풀어 볼 과제 —
[1] 기분이 엉망인 하루를 적은 일기에서 "Because I let"에서 시작해 "of having fun."까지 이어지는 부분을, "pretending" 자리에 "acting"라는 말을 넣어 다시 옮겨 주시겠어요?
[2] 기분이 엉망인 하루를 적은 일기에서 "i feel like crap"으로 시작하는 단락을, 주요 사실은 살리면서 목록으로 간추려 주실 수 있나요?
[3] 기분이 엉망인 하루를 적은 일기가 끝난 마지막 문장 다음에 이어질 내용을 써 주시겠어요?

본문 —
Saturday, April 3, 2010

feel like crap today

i feel like crap
몸컨디션도 갑자기 안좋고
모의고사성적도 개떡같고
(시험치는내내 집중도 너무 안됐어)
스트레스받아서 계속 초콜렛만 먹고
계속 늦게자고
운동은 안하고
월요일에 발표있는데 아직 준비 하나도 안했고
나라도 뒤숭숭하고 (what the heck is going on in the sea?!?!)
날씨는 엄청 좋은데 아직 추워서
사놓은 봄옷들 옷장속에서 썩고있는거 완전 속상하고
싸이 들어오면 항상
소개팅 클럽이나 웨딩 준비 클럽 가입하라고 쪽지 와있고


아 진짜 오늘 기분 완전 구려 ㅠㅠㅠㅠㅠㅠ

and also because ... i feel like i don't know you anymore.
Because I feel like I don't know how to have a good time together with you.
Because the you I thought I knew and the me you thought you knew don't match any more.
Because I let you feel bad, worrying that I might not be having a good time.
Which in turn made me feel obliged to stop pretending like I share your way of having fun.

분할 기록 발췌

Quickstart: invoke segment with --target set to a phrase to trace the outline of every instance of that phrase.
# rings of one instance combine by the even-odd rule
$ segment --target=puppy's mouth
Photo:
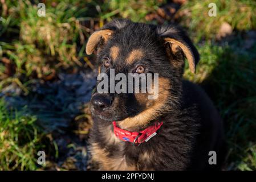
[[[100,119],[101,120],[103,120],[104,121],[107,122],[112,122],[112,121],[120,121],[125,119],[125,118],[121,118],[120,117],[118,117],[117,115],[115,115],[114,113],[98,113],[96,111],[93,107],[91,109],[92,116],[94,118],[96,118]]]

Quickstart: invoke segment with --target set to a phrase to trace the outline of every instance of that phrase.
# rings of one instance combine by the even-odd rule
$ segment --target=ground
[[[0,170],[91,169],[88,102],[95,84],[89,35],[115,18],[177,23],[201,60],[184,78],[224,119],[225,170],[256,169],[256,2],[249,0],[9,1],[0,3]],[[46,16],[38,15],[39,3]],[[210,3],[216,16],[209,16]],[[39,12],[40,15],[40,12]],[[37,164],[37,152],[46,165]]]

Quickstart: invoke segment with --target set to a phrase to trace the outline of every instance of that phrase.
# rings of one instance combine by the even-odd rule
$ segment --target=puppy
[[[205,93],[182,80],[184,59],[193,73],[200,59],[184,32],[173,25],[115,20],[89,38],[86,52],[94,52],[99,73],[108,77],[111,69],[125,75],[159,74],[154,100],[148,92],[92,93],[90,143],[100,169],[220,169],[222,120]]]

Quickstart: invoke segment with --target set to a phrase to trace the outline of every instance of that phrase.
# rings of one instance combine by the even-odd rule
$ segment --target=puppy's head
[[[119,121],[123,128],[146,125],[159,114],[178,108],[184,58],[192,72],[199,60],[196,48],[181,29],[128,20],[113,20],[92,34],[86,52],[94,52],[97,54],[99,73],[105,73],[109,79],[108,92],[99,93],[96,89],[93,93],[92,113],[103,121]],[[123,73],[127,76],[127,86],[121,86],[123,90],[127,90],[126,93],[117,93],[115,89],[111,92],[120,80],[116,78],[111,85],[111,71],[116,76]],[[154,89],[153,92],[148,89],[146,93],[128,92],[129,75],[132,73],[145,75],[147,81],[151,80],[153,83],[152,88],[157,86],[155,99],[149,99],[155,94]],[[158,74],[157,78],[154,73]],[[147,76],[149,74],[151,78]],[[157,78],[158,82],[154,82]],[[139,80],[137,86],[141,91],[143,79]]]

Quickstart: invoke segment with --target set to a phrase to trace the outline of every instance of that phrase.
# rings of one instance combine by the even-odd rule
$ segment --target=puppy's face
[[[93,34],[87,43],[87,53],[91,54],[97,49],[99,73],[105,73],[109,78],[108,92],[100,93],[96,89],[92,94],[94,117],[105,121],[120,121],[124,127],[131,127],[145,125],[160,113],[174,109],[181,92],[184,56],[193,72],[198,59],[189,39],[179,34],[182,33],[173,27],[115,20]],[[111,72],[115,72],[115,76],[125,76],[125,85],[119,88],[127,92],[116,92],[121,78],[113,80]],[[145,78],[139,79],[139,84],[132,84],[131,92],[129,77],[135,73],[133,77]],[[124,81],[124,77],[122,79]],[[145,86],[142,82],[148,84],[149,81],[151,87],[141,93]],[[139,93],[135,92],[136,87]],[[157,90],[154,89],[157,88]]]

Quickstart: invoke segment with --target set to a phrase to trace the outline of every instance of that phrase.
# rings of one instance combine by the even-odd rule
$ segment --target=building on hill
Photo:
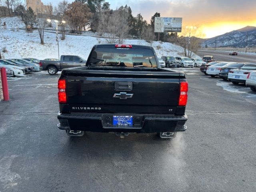
[[[26,0],[27,9],[30,7],[34,12],[37,13],[47,14],[50,10],[52,10],[50,5],[44,5],[41,0]]]
[[[0,6],[0,17],[8,15],[9,12],[7,7]]]

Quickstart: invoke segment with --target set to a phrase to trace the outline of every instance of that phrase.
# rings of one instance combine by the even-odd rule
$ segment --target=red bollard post
[[[6,70],[4,67],[0,68],[1,78],[2,79],[2,85],[3,86],[3,94],[4,95],[4,100],[8,101],[9,91],[8,90],[8,84],[7,83],[7,77],[6,76]]]

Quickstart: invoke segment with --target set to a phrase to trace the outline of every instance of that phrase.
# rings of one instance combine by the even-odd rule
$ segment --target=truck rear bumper
[[[186,115],[114,114],[131,115],[134,117],[134,125],[130,126],[112,125],[113,114],[76,113],[71,114],[59,113],[60,123],[57,126],[64,130],[92,132],[129,132],[138,133],[184,131],[188,119]]]

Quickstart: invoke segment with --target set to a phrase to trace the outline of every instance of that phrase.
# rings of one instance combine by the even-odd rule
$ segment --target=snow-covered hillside
[[[245,47],[246,36],[248,35],[248,45],[249,47],[256,46],[256,27],[247,26],[242,29],[232,31],[222,35],[204,40],[202,47]]]
[[[4,21],[6,22],[7,28],[17,29],[24,27],[20,19],[17,17],[1,18],[0,20],[2,24]],[[3,57],[6,58],[31,57],[39,59],[58,58],[58,47],[54,33],[45,31],[45,44],[42,45],[36,30],[28,34],[24,30],[8,28],[4,30],[2,26],[1,27],[0,49],[2,50],[4,48],[7,50],[6,52],[2,52]],[[126,44],[150,45],[144,40],[126,39],[124,41],[124,43]],[[94,45],[104,43],[107,42],[104,38],[67,35],[65,40],[60,40],[60,54],[76,55],[86,59]],[[158,56],[184,55],[183,48],[171,43],[154,42],[152,46]],[[194,56],[198,57],[196,55]]]

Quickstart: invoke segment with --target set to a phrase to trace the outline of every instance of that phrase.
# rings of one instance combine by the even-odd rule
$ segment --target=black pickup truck
[[[187,129],[185,74],[161,68],[151,47],[94,46],[85,66],[62,70],[58,88],[58,127],[70,136],[90,131],[170,138]]]

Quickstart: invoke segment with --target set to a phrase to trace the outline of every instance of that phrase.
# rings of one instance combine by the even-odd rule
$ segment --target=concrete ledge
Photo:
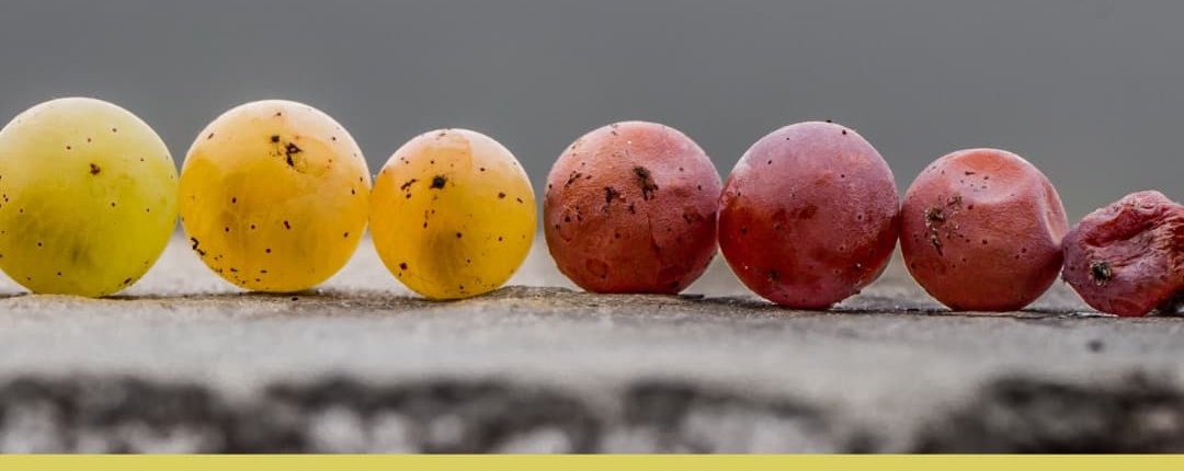
[[[1184,323],[952,314],[894,265],[831,311],[715,266],[684,296],[410,296],[363,245],[323,288],[238,291],[175,241],[129,292],[0,282],[6,452],[1184,451]]]

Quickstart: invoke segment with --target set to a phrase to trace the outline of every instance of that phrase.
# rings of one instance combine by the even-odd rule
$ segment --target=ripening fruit
[[[719,195],[720,174],[687,135],[642,121],[609,124],[551,168],[547,249],[585,290],[676,293],[715,256]]]
[[[954,310],[1022,309],[1061,272],[1061,198],[1043,173],[1005,150],[938,159],[905,193],[901,220],[909,273]]]
[[[252,102],[219,116],[189,148],[181,224],[226,280],[305,290],[358,249],[369,185],[361,150],[332,117],[295,102]]]
[[[176,167],[131,112],[60,98],[0,130],[0,269],[37,293],[107,296],[176,227]]]
[[[896,247],[892,169],[854,130],[804,122],[770,133],[736,162],[720,196],[720,249],[751,290],[824,309],[858,293]]]
[[[1184,206],[1163,193],[1131,193],[1089,213],[1063,246],[1064,280],[1102,312],[1145,316],[1184,295]]]
[[[466,129],[416,136],[374,181],[371,237],[391,273],[433,299],[493,291],[534,241],[534,191],[514,155]]]

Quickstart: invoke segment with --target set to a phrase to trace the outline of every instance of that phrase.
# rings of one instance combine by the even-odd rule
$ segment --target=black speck
[[[289,142],[288,146],[284,146],[284,161],[288,162],[289,167],[296,166],[296,161],[292,160],[292,155],[300,154],[302,151],[304,150],[301,149],[300,146],[296,146],[295,142]]]

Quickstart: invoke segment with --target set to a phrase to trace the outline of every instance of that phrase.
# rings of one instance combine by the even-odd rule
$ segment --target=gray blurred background
[[[49,98],[115,102],[180,162],[221,111],[304,102],[372,173],[404,141],[471,128],[539,191],[559,153],[620,120],[687,133],[727,174],[787,123],[857,129],[903,193],[929,161],[999,147],[1072,220],[1132,191],[1180,200],[1184,2],[0,2],[0,121]]]

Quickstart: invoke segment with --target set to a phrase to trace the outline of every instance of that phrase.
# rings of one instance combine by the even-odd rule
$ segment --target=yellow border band
[[[1179,471],[1184,456],[8,456],[2,470],[182,471],[268,469],[367,471],[507,470],[903,470],[1016,471],[1067,469]]]

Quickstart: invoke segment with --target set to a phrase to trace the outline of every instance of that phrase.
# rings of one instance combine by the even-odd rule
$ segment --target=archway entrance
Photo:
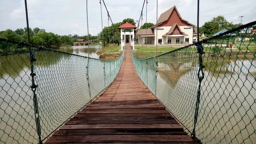
[[[125,43],[130,43],[132,49],[134,49],[134,29],[137,27],[128,22],[120,26],[121,49],[123,50]]]

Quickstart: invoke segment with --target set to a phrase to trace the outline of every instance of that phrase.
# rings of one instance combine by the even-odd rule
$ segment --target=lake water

연습 결과 —
[1]
Because I let you feel bad, worrying that I might not be having a good time.
Which in turn made me feel obliged to stop acting like I share your way of having fun.

[2]
- 기분이 엉망이다
- 몸 컨디션이 갑자기 나빠졌다
- 모의고사 성적이 나쁘고, 시험 내내 집중이 너무 안 됐다
- 스트레스 때문에 초콜릿만 먹고, 계속 늦게 자고, 운동은 하지 않는다
- 월요일에 발표가 있는데 아직 준비를 하나도 안 했다
- 나라 분위기가 뒤숭숭하다
- 날씨는 좋지만 아직 추워서, 사 둔 봄옷을 옷장에 묵혀 두는 것이 속상하다
- 싸이에 들어가면 늘 소개팅 클럽이나 웨딩 준비 클럽에 가입하라는 쪽지가 와 있다

[3]
(I've always wanted to learn to play the guitar/bass, but somehow it never made it to my list of priorities.. 학교코앞에 실용음악학원 있는걸 발견하고서는 I got so worked up and 진짜 마지막으로 decided I would definitely get vocal training when I am done with law school applications. 기타+베이스+드럼도 진짜진짜 배우고 싶은데, 한꺼번에 다는 못할꺼고ㅠㅠ 아 미디작곡도 완전 땡겨ㅠㅠㅠㅠ)

솔직히 I know the cause of all this is jealousy. Your life evolves around your girlfriend whereas I don't even have a story about so much as a crush to tell you about... Isn't life so unfair.

But because I wasn't consumed in relationships I got to study more. Meet more people. See the bigger world that is 'out there'.
그리고 나는 너보다 더 폼나게 살거니까.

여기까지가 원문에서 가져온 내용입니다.